▸ **TASK PROMPT**:
Give the number of lines below that contain "signboard", with no other output.

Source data

■ ■ ■

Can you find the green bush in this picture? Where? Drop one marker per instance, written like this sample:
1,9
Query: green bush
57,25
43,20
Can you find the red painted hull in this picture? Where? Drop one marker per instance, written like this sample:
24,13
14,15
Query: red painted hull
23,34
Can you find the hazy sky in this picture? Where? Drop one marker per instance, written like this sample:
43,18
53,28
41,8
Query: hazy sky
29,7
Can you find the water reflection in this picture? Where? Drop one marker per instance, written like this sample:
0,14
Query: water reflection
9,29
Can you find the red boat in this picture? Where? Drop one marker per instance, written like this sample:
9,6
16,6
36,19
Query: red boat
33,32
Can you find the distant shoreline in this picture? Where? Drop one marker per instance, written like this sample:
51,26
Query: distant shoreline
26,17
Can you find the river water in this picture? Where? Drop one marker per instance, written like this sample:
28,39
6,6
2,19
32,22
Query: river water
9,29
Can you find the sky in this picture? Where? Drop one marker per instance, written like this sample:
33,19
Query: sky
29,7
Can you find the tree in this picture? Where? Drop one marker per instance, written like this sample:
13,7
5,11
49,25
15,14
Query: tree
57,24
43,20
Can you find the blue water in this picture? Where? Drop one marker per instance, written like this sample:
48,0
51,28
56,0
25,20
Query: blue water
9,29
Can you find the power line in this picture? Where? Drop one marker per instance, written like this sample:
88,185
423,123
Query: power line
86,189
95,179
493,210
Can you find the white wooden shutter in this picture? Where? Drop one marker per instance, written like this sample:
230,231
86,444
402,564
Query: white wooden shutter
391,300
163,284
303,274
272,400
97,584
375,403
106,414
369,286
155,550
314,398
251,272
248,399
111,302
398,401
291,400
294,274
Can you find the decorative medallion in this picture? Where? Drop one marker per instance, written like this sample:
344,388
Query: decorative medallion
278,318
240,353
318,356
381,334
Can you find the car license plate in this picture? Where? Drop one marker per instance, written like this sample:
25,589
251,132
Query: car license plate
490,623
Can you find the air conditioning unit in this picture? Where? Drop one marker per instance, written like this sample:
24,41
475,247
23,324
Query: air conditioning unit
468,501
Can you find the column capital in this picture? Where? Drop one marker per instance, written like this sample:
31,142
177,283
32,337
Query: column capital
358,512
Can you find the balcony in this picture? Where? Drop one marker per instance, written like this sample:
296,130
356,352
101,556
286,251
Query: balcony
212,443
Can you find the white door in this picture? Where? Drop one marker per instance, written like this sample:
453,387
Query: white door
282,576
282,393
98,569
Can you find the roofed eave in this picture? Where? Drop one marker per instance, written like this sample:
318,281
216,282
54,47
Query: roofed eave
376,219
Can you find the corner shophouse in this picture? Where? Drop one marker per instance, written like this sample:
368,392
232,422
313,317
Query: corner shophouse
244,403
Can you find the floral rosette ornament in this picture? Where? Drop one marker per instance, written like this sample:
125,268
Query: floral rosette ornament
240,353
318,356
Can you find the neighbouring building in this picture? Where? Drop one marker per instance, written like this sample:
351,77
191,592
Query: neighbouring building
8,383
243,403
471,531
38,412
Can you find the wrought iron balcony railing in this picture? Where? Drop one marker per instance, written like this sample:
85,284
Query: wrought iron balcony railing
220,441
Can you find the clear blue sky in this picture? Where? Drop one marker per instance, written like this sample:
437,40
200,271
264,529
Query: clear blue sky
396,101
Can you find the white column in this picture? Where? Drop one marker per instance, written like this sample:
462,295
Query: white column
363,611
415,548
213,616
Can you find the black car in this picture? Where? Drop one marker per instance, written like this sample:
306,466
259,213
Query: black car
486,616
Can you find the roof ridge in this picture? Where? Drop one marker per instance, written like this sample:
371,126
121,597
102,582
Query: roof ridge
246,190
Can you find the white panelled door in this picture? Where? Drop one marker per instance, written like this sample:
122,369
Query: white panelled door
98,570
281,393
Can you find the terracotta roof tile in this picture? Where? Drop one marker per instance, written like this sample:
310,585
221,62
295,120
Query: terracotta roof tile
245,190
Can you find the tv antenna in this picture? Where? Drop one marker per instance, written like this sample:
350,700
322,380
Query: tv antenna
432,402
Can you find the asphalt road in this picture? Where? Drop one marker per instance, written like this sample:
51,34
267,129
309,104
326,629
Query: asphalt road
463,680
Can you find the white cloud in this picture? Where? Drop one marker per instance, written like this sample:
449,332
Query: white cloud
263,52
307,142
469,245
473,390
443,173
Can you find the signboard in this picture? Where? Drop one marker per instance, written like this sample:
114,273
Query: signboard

■ ■ ■

▸ **REPLY TO THE TASK**:
2